:: What this task involves ::
Nothing but the lines from the one containing "dark clothing, giving" to the end of the data should be returned, each exactly as written.

(Natural-language object grounding data)

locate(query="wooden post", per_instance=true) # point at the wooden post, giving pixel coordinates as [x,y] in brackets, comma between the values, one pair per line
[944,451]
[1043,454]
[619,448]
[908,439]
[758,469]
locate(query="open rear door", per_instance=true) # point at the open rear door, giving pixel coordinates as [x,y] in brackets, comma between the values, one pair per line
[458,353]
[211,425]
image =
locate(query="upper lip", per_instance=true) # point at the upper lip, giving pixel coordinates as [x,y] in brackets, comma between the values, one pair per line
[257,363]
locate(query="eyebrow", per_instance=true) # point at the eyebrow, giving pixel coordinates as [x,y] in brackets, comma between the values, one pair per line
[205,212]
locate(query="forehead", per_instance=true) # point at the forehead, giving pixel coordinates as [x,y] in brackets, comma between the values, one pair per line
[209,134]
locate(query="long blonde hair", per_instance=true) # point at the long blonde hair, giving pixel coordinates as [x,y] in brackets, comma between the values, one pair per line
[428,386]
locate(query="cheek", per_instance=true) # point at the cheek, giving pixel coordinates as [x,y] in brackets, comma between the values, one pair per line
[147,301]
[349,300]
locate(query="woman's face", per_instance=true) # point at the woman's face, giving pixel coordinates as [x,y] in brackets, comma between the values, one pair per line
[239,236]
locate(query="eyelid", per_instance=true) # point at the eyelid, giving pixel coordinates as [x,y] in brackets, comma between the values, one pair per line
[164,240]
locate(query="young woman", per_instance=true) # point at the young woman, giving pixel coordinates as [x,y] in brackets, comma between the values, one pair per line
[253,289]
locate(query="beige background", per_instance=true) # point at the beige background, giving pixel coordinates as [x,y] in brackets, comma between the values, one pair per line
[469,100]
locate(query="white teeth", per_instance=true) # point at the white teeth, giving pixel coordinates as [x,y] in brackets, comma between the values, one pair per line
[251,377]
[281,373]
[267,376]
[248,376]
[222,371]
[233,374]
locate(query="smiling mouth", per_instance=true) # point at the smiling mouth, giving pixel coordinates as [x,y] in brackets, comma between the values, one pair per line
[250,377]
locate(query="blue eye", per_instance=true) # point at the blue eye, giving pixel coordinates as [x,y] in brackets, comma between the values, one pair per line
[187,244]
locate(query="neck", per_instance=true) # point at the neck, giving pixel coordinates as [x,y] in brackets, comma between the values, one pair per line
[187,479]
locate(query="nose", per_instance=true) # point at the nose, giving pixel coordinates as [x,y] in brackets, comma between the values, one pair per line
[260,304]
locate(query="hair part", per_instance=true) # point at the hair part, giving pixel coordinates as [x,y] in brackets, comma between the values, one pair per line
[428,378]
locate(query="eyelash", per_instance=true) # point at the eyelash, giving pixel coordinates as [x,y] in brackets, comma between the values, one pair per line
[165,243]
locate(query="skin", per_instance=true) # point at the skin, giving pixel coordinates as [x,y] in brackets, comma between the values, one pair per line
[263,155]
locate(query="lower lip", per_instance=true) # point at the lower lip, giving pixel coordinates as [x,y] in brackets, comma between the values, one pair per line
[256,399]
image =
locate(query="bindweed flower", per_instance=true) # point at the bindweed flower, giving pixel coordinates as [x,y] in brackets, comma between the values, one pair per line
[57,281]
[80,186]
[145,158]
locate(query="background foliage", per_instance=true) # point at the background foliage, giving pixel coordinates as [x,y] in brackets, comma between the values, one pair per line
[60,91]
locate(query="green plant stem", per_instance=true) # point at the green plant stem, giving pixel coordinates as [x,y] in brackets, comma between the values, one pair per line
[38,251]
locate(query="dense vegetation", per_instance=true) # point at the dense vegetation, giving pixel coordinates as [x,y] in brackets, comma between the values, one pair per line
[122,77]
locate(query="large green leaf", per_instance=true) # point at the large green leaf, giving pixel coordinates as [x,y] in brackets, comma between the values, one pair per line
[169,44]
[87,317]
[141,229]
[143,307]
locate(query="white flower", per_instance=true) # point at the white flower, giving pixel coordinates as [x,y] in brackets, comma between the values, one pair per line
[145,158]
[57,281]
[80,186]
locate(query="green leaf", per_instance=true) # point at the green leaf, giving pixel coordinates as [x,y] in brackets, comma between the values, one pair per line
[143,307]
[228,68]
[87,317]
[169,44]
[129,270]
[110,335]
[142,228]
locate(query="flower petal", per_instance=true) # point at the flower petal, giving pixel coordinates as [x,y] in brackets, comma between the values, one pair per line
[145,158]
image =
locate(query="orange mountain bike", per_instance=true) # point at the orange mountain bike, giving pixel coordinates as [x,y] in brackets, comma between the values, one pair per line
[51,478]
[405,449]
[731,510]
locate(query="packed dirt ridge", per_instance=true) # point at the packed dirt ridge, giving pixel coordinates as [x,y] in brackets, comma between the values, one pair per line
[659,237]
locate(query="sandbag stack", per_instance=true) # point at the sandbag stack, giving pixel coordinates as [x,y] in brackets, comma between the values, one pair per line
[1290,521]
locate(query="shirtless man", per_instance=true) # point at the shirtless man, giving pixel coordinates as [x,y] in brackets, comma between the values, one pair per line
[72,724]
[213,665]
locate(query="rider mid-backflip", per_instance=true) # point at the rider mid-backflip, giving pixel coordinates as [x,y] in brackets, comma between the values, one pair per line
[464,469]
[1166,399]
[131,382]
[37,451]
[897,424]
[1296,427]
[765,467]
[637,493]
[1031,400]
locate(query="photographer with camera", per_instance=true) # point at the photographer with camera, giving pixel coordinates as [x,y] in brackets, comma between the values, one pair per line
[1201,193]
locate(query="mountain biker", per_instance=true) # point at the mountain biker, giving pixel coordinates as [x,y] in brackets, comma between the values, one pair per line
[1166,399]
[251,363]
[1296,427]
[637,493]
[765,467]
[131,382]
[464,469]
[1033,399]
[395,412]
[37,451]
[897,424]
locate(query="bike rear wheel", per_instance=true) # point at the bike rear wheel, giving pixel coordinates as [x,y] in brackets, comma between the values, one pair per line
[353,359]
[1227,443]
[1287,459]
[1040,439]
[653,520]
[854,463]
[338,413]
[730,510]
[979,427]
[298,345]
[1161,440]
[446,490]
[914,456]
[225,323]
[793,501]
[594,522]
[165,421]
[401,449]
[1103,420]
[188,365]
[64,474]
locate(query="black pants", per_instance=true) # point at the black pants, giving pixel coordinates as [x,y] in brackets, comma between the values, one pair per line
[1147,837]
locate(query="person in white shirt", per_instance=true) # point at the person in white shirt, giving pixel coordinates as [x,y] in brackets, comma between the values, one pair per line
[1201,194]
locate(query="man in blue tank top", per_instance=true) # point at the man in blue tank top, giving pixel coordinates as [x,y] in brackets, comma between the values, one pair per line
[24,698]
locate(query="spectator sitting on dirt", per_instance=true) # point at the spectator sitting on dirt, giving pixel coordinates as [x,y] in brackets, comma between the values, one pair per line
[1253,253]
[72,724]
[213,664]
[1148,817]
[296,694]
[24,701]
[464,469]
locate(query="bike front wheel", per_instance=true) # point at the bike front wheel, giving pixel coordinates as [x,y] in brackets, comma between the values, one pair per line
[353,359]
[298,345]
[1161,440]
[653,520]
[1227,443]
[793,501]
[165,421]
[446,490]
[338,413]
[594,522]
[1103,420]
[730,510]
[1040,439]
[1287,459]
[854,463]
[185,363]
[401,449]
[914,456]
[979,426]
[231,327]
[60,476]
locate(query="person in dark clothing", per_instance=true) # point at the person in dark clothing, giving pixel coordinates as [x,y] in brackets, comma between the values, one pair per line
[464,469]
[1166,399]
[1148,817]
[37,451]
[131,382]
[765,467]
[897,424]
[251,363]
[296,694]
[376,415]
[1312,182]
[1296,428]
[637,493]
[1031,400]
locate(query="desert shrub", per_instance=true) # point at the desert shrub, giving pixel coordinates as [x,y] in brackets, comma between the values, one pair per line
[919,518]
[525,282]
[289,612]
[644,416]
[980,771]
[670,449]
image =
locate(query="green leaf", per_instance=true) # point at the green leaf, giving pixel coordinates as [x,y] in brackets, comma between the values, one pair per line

:: Response for this exercise ::
locate(query="person in dark clothing", per_instance=true) # point at the person in dark clothing, giving pixel coordinates as [x,y] in brackets, comma between the values, one pair per line
[464,469]
[1166,399]
[1148,817]
[37,451]
[131,382]
[765,467]
[897,424]
[251,363]
[296,694]
[376,415]
[1312,182]
[1296,428]
[637,493]
[1031,400]
locate(query="desert shrub", per_instance=true) # point at the desert shrub, giving pixel coordinates as [x,y] in brackets, comma between the values, one pair per line
[919,518]
[525,282]
[289,612]
[644,416]
[980,771]
[670,449]
image =
locate(query="green leaf", per_instance=true) # point at the green leaf, giving pixel coordinates as [x,y] in brackets, comma between the values, one pair per line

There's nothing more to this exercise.